Aim 1:
In the piece about relying on a recorder, at about what point in the interview did the recorder report that its memory was full and shut off?
Aim 2:
Please carry the piece about relying on a recorder further, starting after its last sentence.

Document section:
-----

So they told us, way back in J202…


Two weeks ago, it was brought back to me afresh why relying on your recorder is never a good idea. Twice in the same week, actually.

Now I can’t claim to always take good notes. Often I get too caught up in what someone says and forget to keep writing except for jotting down numbers for good quotes off the recorder. Its a fault that I continue to work on, since I realize it can land me in hot water later on.

During my second interview for my personality profile, my recorder (which I had deleted everything off of earlier that day) decided it wasn’t going to recognize that there should be open disk space. At around the half hour mark of a 1:30:00 interview, my recorder told me the memory was full, and shut off. (Later I realized its not meant to work with a Mac and had to reformat it, etc. and it was fine.) I luckily realized this after missing only about 2 minutes of the interview, but was too flustered to get good notes, and missed some great quotes I now have to paraphrase. If I had been in the zone for my notes, it wouldn’t have mattered.

-----

Labeled-object pointing entries:
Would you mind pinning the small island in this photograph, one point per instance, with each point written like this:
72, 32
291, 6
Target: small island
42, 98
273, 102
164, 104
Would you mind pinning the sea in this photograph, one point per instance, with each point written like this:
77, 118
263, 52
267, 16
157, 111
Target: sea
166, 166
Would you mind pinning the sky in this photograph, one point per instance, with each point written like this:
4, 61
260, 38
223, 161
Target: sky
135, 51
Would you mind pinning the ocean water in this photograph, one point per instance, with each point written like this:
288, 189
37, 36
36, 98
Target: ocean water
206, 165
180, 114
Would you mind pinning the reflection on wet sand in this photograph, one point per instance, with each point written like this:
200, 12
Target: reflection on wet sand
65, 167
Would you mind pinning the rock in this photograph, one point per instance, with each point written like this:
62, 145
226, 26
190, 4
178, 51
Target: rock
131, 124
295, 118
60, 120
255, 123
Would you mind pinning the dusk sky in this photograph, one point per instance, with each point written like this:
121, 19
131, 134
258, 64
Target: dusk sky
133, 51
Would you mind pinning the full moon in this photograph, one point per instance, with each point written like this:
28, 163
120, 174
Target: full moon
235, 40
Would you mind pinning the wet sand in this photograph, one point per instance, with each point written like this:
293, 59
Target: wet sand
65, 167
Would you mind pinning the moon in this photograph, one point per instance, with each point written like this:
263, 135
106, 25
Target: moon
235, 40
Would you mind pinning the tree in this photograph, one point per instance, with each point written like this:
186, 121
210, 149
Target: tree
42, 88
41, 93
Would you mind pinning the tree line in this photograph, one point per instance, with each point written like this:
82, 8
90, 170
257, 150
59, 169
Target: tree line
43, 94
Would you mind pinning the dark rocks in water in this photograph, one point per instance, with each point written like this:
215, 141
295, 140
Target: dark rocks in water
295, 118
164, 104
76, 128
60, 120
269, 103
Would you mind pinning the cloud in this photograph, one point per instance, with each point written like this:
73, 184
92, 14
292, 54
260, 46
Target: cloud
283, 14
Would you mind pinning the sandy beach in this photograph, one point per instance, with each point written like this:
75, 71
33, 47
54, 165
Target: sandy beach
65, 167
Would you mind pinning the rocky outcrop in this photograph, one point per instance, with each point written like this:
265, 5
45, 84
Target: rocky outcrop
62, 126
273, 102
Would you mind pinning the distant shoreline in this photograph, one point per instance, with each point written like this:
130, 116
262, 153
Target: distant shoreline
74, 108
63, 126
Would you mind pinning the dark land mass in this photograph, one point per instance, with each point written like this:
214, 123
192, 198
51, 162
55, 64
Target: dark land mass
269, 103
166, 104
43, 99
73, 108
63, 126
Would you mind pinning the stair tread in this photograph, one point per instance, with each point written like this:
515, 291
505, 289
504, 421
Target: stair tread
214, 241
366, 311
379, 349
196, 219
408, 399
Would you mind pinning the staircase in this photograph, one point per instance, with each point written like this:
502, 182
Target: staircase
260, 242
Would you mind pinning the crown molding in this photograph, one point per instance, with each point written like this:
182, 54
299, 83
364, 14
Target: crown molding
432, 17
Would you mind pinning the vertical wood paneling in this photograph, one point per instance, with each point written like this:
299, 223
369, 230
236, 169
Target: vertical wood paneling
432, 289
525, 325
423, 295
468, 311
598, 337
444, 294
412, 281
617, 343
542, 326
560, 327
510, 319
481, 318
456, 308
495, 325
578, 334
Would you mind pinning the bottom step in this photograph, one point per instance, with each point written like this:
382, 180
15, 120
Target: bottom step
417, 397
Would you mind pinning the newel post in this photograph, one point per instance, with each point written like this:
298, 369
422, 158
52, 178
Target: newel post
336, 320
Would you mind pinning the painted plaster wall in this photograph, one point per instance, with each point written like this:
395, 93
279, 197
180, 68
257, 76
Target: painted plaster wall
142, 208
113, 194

-----

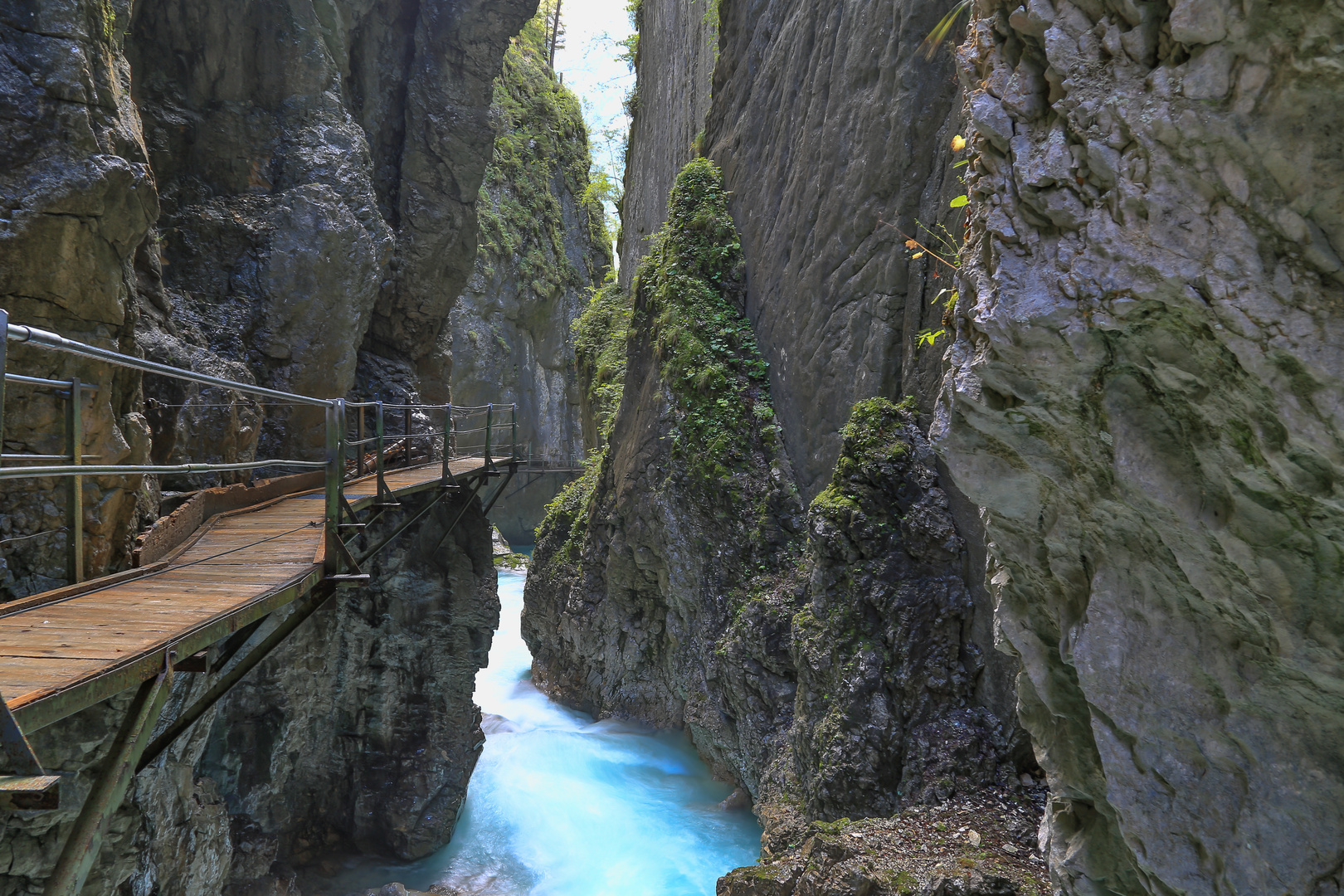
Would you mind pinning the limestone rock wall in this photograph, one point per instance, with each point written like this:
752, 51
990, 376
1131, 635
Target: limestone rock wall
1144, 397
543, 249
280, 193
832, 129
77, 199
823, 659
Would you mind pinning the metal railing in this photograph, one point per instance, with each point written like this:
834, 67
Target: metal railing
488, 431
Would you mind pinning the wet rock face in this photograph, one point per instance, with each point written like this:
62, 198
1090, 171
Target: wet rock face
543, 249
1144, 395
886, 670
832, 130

-----

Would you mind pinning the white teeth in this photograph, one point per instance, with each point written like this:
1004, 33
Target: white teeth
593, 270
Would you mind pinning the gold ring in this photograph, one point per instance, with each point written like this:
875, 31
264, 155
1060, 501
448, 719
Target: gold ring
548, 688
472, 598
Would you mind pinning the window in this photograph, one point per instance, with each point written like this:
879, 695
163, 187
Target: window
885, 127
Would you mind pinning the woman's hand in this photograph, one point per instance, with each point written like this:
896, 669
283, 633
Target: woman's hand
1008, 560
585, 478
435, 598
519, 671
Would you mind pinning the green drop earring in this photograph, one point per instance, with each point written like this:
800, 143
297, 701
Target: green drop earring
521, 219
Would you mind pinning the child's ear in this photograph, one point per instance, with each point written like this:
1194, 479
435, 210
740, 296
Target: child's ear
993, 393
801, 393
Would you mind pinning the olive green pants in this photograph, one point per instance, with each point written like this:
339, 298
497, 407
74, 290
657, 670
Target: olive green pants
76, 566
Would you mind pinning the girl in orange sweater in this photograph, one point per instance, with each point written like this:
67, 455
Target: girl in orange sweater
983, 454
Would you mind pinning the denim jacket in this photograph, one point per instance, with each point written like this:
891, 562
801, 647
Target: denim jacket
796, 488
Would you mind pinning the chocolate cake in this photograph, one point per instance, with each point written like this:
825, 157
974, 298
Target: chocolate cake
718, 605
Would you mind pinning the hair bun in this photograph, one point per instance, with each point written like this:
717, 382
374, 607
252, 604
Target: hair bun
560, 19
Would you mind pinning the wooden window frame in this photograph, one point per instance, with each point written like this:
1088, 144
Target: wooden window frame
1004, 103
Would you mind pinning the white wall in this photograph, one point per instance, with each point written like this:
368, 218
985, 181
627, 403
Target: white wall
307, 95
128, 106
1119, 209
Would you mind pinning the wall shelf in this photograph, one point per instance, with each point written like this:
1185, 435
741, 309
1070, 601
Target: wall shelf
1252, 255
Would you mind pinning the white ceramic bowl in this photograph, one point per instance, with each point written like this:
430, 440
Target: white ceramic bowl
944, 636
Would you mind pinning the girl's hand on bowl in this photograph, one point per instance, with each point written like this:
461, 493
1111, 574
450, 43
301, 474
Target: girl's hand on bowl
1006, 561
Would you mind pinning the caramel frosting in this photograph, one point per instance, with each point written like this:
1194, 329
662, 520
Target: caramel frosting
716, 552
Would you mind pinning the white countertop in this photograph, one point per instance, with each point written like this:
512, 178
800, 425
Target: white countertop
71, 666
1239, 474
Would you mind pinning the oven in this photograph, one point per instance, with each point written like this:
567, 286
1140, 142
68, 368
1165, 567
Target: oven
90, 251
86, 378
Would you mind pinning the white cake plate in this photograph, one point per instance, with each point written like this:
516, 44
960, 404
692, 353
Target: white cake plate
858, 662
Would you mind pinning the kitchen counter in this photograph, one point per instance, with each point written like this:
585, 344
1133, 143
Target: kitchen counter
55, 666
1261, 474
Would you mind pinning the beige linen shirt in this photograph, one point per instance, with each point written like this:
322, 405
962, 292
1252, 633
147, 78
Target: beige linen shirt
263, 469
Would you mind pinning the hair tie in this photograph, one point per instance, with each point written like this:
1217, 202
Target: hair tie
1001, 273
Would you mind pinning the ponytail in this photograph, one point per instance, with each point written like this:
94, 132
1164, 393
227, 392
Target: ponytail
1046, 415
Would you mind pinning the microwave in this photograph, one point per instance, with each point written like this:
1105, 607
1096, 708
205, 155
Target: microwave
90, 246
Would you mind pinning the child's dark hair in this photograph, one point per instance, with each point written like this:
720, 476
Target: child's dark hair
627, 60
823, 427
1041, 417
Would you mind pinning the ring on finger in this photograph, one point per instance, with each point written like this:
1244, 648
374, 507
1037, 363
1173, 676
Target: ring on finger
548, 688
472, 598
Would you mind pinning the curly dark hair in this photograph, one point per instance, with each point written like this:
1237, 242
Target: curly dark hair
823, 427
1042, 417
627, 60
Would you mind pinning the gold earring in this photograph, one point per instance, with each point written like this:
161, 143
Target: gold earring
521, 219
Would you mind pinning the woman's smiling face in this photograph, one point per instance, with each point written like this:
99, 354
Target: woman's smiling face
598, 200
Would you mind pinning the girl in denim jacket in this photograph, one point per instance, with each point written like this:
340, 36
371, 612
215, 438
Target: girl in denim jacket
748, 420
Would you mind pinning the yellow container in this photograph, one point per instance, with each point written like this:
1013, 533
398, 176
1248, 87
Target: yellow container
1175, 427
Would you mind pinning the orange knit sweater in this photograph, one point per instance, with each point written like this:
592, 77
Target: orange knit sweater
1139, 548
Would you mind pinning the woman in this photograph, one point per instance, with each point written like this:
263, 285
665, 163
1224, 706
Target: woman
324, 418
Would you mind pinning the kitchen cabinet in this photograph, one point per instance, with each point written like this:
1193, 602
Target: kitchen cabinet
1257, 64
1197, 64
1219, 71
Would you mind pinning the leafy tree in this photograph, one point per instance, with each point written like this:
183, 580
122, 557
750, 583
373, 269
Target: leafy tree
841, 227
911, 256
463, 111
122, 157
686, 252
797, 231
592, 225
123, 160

-----

Task answer 1:
At around the half hour mark.

Task answer 2:
Two days after that, I get into my internship and my phone immediately starts ringing as soon as I dropped my bag. I answer the unknown number to find it’s a guy from the VA Benefits office returning my call from two weeks ago. He immediately tells me that this is about the only shot I’m going to get to talk to him. I’m not prepared for this in any way, haven’t worked on the individual aspect of 401 for at least a week. I don’t even remember who he is. But I got my notebook out and started jotting down what he said, and got a wonderful interview.

Lesson: Notes are important. Recorders are not.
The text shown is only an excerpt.